- _WHAT NEEDS TO BE DONE_:
Rewrite the lines from the one containing "the white wooden" through the end of the material as a JSON list of strings, one string per line, omitting blank lines.

- _ROWS_:
◆ ◆ ◆ ◆

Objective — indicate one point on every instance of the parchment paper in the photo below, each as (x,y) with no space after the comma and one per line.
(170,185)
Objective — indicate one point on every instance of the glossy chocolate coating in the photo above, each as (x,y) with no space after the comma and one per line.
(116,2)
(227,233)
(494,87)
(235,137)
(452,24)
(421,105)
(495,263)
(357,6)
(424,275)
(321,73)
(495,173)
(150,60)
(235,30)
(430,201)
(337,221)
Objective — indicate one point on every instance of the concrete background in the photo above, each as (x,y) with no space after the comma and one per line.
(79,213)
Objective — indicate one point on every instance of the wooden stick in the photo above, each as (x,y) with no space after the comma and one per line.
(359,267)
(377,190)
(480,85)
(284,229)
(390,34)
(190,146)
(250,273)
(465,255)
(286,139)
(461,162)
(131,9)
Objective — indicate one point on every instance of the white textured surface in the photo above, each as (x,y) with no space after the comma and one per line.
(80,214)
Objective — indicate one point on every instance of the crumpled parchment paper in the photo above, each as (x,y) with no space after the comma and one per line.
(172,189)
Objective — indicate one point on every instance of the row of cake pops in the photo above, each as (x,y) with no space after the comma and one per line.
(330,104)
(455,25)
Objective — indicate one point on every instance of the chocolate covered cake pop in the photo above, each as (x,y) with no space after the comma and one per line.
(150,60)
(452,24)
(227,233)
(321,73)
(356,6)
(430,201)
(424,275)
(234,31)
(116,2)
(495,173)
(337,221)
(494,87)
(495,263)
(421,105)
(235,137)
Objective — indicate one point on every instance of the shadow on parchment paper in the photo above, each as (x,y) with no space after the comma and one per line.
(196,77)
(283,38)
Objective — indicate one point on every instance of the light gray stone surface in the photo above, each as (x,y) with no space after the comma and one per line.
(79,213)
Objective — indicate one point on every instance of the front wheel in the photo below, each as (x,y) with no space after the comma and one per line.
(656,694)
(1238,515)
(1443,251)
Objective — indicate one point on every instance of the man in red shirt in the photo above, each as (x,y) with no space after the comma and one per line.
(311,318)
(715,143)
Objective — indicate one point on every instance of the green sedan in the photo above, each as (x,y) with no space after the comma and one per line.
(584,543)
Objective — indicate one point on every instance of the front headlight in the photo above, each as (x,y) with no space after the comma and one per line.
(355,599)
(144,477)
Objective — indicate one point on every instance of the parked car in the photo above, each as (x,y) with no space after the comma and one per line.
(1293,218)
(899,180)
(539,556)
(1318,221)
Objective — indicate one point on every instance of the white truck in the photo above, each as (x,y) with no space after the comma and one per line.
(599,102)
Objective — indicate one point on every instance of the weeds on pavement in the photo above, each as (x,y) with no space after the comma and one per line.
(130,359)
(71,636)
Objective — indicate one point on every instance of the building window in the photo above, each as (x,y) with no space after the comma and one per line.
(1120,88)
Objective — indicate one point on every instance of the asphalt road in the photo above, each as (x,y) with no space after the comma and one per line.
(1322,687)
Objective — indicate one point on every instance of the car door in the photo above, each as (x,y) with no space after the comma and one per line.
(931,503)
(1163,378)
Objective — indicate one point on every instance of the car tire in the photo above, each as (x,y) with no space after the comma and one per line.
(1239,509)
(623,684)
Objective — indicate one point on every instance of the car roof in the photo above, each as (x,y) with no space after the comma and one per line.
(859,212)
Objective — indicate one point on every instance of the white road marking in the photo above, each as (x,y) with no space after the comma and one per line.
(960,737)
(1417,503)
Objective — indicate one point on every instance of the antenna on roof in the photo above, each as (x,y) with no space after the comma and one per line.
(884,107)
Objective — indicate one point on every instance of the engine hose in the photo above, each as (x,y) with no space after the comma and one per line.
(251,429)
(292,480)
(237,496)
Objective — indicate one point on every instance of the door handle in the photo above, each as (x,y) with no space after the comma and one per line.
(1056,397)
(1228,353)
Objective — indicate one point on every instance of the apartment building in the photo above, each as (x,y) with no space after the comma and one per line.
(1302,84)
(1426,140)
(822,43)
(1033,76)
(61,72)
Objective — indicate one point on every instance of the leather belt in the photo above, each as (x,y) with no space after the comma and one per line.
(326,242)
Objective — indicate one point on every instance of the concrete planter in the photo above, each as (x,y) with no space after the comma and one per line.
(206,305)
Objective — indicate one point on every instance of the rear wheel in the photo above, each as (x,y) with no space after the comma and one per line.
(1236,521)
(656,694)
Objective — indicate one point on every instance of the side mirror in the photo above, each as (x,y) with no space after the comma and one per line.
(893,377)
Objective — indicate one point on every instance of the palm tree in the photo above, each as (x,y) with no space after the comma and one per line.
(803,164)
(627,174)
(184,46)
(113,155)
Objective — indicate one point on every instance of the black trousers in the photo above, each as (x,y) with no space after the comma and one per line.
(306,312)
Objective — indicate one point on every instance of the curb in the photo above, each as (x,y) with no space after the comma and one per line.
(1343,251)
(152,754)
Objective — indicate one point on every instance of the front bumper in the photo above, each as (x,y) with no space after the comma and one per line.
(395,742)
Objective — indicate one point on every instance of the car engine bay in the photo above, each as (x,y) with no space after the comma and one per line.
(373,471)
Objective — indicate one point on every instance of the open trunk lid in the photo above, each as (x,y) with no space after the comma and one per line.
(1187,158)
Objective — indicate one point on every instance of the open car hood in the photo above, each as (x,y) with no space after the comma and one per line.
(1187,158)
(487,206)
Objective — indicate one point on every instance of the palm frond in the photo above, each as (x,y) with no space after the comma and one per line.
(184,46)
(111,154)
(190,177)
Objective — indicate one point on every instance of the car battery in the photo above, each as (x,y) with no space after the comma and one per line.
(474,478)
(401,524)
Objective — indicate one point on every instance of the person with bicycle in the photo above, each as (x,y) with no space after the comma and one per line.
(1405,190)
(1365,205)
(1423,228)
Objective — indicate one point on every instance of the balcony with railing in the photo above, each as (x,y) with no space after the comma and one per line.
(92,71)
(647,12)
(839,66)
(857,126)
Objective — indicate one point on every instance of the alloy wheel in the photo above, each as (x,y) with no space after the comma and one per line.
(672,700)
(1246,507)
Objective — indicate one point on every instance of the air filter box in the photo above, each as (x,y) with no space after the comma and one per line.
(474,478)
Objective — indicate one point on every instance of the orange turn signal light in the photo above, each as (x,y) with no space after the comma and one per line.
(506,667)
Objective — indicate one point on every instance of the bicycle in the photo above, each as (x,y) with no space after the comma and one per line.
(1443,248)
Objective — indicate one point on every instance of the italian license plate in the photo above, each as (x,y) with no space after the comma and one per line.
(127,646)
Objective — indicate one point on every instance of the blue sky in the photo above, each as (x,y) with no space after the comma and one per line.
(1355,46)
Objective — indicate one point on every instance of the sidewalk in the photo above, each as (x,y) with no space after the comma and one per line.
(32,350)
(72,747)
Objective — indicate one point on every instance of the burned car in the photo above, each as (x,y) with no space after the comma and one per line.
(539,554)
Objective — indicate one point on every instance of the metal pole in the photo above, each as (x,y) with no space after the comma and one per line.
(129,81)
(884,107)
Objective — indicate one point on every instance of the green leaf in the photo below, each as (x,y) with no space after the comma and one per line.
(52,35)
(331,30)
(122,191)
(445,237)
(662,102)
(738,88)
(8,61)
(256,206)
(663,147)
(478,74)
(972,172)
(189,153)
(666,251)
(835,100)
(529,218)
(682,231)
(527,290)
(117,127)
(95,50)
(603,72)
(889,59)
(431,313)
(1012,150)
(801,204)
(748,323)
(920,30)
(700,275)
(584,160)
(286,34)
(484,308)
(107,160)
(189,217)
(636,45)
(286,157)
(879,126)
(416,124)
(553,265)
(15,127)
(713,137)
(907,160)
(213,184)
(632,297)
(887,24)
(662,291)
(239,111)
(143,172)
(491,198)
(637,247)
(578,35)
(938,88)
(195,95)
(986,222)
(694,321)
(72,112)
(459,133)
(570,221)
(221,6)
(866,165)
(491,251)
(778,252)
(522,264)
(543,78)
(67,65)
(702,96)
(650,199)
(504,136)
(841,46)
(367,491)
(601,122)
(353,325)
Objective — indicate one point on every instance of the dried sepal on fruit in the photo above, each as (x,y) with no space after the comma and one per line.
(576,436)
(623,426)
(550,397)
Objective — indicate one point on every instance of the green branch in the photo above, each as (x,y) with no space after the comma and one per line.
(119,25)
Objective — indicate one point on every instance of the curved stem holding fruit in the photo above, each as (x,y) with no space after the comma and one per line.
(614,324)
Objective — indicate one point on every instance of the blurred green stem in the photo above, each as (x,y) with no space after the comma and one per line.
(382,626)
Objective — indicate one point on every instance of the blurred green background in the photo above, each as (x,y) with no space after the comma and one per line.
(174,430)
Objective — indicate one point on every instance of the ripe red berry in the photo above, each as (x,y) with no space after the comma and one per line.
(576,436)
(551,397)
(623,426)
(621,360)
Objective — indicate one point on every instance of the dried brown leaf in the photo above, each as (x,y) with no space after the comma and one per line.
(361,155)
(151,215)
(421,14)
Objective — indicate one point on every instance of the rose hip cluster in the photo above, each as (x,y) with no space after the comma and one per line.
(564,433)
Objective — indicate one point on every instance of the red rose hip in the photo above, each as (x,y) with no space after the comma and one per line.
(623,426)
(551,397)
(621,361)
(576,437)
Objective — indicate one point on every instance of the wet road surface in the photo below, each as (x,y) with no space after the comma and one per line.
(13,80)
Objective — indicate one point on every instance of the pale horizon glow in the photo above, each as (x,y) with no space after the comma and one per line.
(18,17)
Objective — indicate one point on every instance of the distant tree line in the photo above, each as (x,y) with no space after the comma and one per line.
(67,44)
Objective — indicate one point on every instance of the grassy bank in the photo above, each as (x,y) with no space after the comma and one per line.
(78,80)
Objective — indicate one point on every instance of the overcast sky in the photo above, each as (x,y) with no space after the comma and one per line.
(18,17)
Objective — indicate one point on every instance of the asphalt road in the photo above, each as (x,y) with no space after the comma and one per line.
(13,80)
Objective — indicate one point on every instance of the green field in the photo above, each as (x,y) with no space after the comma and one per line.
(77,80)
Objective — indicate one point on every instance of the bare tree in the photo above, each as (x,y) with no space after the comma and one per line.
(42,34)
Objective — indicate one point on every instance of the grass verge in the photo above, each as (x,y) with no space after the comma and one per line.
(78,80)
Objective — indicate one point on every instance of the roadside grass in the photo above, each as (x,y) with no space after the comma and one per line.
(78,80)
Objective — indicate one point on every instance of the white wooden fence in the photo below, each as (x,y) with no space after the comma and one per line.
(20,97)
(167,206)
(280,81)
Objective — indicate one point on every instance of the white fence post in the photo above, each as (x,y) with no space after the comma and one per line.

◆ ◆ ◆ ◆

- _THE RESPONSE_:
[
  "Objective — indicate one point on every instance of the white wooden fence in the photo below, each as (x,y) with no space after the comma and one per line.",
  "(20,97)",
  "(167,206)",
  "(280,81)",
  "Objective — indicate one point on every instance of the white fence post in the photo above, each as (x,y) with no space after the comma and one per line."
]